**GOAL:** In the stretch of the blog post from "Hello!  Remember me?" through "it's been busy.", swap "August" for "July" and write out the passage.

**SOURCE:**
Monday, September 12, 2016

6.) Stars Fell On Alabama

Hello!  Remember me?  Remember this project?  It's been way too long since I've posted.  Needless to say, I'm way behind and I'm definitely leaving behind the idea that this will be done in a year.  August was difficult for this project.  I spent a week at the Kushi Institute playing music with bassist Thomas Morgan.  It was great.  When I returned home, my parents were visiting, and we painted our kitchen cabinets and did some hiking, swimming, and eating out.  After they left we continued to do some painting.  Then it was time to get our teaching schedules worked out.  So it's been busy.

I actually had this arrangement completed before I went to the Kushi Institute, but I didn't begin learning it and memorizing it until after my parents left.  And that's the most difficult part, as I've mentioned before.  Plus I've been soaking up all the end of summer in the Hudson Valley as I can.  It's been great.  I didn't rush to learn this one, and I didn't rush to get the recorder out.  It actually made it much easier when I started recording today.  I just knew the arrangement better.  

I've always been a fairly disciplined person.  I like routines.  I like to set myself up on a schedule of activities or courses of study and stick to them.  I did that for my piano practice in college, for yoga practice, meditation practice, as well as all these internet projects.  New York City helps with that sort of thing.  There's not much nature to get you out of the house, going places is mostly a pain in the ass, and there are amazing musicians doing amazing things all around you.  Well, now living upstate, things are a little different.  Many of my other interests are demanding my time.  Although I'm still close to NYC and still involved in playing there, I'm not immediately surrounded by musicians who's successes make me feel like a failure if I take a day off.  I'm quite happy about this actually, but it's just interesting to note the effects of this change.

**EXTRACTED MATERIAL:**
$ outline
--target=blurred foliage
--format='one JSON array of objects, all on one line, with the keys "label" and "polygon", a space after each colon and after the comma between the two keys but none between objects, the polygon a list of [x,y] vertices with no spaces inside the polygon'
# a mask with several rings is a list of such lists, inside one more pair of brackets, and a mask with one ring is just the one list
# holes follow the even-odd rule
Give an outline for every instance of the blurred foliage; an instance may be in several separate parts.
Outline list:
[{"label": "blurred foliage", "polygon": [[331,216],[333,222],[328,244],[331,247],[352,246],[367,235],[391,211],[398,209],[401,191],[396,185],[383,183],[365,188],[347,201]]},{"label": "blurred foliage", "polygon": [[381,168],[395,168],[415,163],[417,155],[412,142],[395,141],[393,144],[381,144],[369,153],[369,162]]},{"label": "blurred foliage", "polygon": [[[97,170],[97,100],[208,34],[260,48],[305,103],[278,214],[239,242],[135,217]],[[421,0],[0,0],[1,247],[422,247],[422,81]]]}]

---

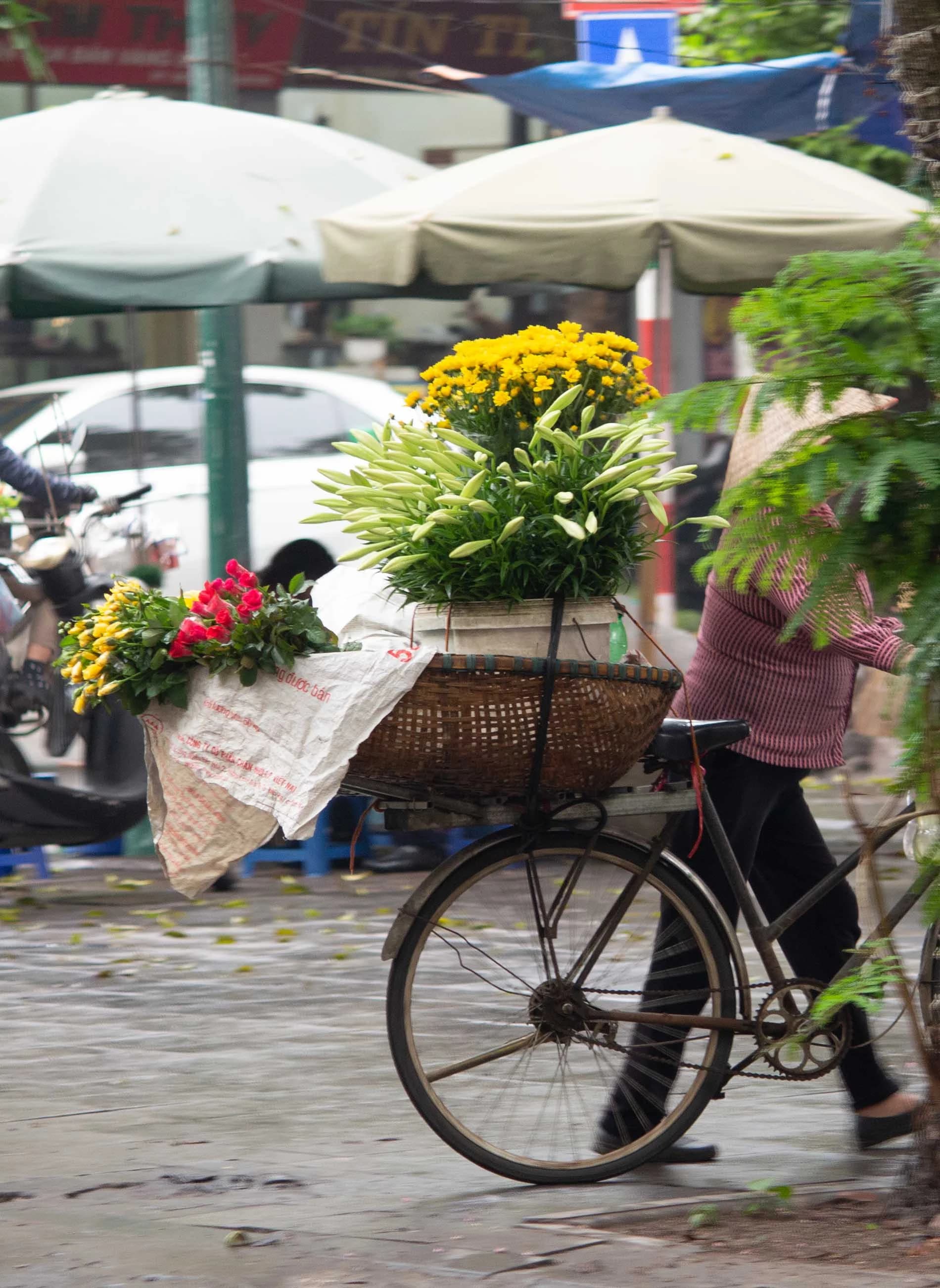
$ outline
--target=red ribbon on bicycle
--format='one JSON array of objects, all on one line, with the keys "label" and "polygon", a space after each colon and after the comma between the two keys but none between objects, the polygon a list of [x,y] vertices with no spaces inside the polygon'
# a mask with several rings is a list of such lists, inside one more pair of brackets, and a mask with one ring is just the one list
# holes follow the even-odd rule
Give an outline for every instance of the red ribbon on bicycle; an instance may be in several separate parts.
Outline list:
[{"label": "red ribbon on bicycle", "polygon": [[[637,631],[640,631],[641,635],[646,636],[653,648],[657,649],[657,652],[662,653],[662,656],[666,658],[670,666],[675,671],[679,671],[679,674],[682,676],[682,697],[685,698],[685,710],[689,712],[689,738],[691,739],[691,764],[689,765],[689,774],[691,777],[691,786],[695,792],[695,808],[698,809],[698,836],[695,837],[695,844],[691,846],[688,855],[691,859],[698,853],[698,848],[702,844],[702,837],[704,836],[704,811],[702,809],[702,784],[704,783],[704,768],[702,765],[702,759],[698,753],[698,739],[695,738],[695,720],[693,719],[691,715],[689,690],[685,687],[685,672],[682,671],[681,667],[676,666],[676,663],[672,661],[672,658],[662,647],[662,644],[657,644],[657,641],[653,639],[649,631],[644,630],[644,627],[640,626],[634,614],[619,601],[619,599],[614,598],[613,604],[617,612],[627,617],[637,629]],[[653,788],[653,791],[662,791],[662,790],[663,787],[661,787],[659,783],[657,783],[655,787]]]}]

==

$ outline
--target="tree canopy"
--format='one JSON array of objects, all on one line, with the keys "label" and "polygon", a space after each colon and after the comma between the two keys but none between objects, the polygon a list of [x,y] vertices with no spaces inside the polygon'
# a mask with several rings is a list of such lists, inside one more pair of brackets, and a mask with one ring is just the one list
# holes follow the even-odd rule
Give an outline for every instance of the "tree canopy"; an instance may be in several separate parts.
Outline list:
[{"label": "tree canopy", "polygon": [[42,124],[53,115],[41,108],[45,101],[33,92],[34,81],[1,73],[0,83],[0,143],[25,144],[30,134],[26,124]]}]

**EXERCISE ANSWER:**
Hello!  Remember me?  Remember this project?  It's been way too long since I've posted.  Needless to say, I'm way behind and I'm definitely leaving behind the idea that this will be done in a year.  July was difficult for this project.  I spent a week at the Kushi Institute playing music with bassist Thomas Morgan.  It was great.  When I returned home, my parents were visiting, and we painted our kitchen cabinets and did some hiking, swimming, and eating out.  After they left we continued to do some painting.  Then it was time to get our teaching schedules worked out.  So it's been busy.